:: PASSAGE SHOWN

Glossary

Kafka Producers

Kafka producers write records to topics. They control encoding, routing to partitions, delivery guarantees, and throughput. This guide explains the producer API end to end and shows where producers fit in a modern streaming stack.

What a Kafka Producer Does

A Kafka producer sends records to a topic and routes each record to a partition. The client connects to brokers, fetches metadata, and batches writes for throughput. Producers control delivery policy, retries, compression, and partition choice, which sets latency, cost, and durability.

API notes

A record carries a topic, optional key, value, and optional headers. The KafkaProducer is thread safe, so one shared instance per process often works best. You can send asynchronously with a callback or call Future.get() for sync behavior. Set a clear client.id, since brokers expose it in logs and metrics and this speeds triage.

Example: CLI quick start

kafka-console-producer --topic orders --bootstrap-server localhost:9092 \
  --property parse.key=true --property key.separator=:

Each key:value line becomes a keyed record.

Setup and Serialization

Producers must serialize keys and values into bytes. A schema keeps changes safe across teams and time.

Pick a format and a registry. Avro, Protobuf, and JSON Schema pair well with a Schema Registry that stores versions and enforces compatibility.

Key properties:

  • bootstrap.servers for initial brokers.

  • key.serializer and value.serializer for encoding.

  • client.id for traceability.

  • compression.type to reduce bytes on the wire.

  • delivery.timeout.ms, request.timeout.ms, and retries for retry policy.

::::

→ **WHAT YOU ARE ASKED TO DO**
Extend the Kafka producers guide above, picking up right after its list of key properties.

:: SOURCE DATA

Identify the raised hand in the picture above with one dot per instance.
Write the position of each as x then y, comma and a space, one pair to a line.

::::

→ **RESPONSE TO THE EXERCISE**
Example: Java producer with Avro and callback

Properties p = new Properties();
p.put("bootstrap.servers", "broker1:9092,broker2:9092");
p.put("key.serializer", "org.apache.kafka.common.serialization.StringSerializer");
p.put("value.serializer", "io.confluent.kafka.serializers.KafkaAvroSerializer");
p.put("schema.registry.url", "http://registry:8081");
p.put("client.id", "payments-prod-v1");
p.put("enable.idempotence", "true");

try (Producer<String, GenericRecord> producer = new KafkaProducer<>(p)) {
  ProducerRecord<String, GenericRecord> rec = new ProducerRecord<>("payments", "user-42", value);
  producer.send(rec, (md, ex) -> {
    if (ex != null) {
      // log error with client.id, topic, partition
    } else {
      // md.topic(), md.partition(), md.offset()
    }
  });
  producer.flush(); // optional if you close soon after
}

The try-with-resources block calls close(), which flushes in-flight records and releases resources.

Delivery Guarantees and Acknowledgments

Delivery behavior depends on acks, retries, idempotence, and transactions.

  • At-most-once sends do not retry. You can lose data on faults.

  • At-least-once sends retry. You can see duplicates.

  • Exactly-once processing uses idempotent producers and transactions with read-committed consumers to avoid both loss and duplicates in a pipeline.

Key settings:

  • acks=0 returns before storage. Lowest safety.

  • acks=1 waits for the leader write.

  • acks=all waits for the leader and in-sync replicas. Use with topic min.insync.replicas.

  • enable.idempotence=true drops duplicates created by retries within a producer session.

  • Transactions use a stable transactional.id, initTransactions, beginTransaction, and commitTransaction, with consumers set to isolation.level=read_committed.

Error handling checklist

Treat these as retriable: NOT_LEADER_FOR_PARTITION, NETWORK_EXCEPTION, UNKNOWN_TOPIC_OR_PARTITION, REQUEST_TIMED_OUT. Treat these as non-retriable: INVALID_CONFIG, TOPIC_AUTHORIZATION_FAILED, RECORD_TOO_LARGE. Route non-retriable failures to a dead-letter topic or alert the team, then fix the cause. Handle NotEnoughReplicas on acks=all with min.insync.replicas by backing off or failing fast.

Safe write profile

acks=all
enable.idempotence=true
retries=2147483647
max.in.flight.requests.per.connection=5
delivery.timeout.ms=120000

If you need strict per-key order during retries, set max.in.flight.requests.per.connection=1 and accept lower throughput.

Keys, Partitions, and Ordering

Kafka guarantees order per partition per producer session. Your key choice decides partition placement and thus locality.

Practical rules:

  • Use a stable business key, for example user_id or order_id, to keep related events together.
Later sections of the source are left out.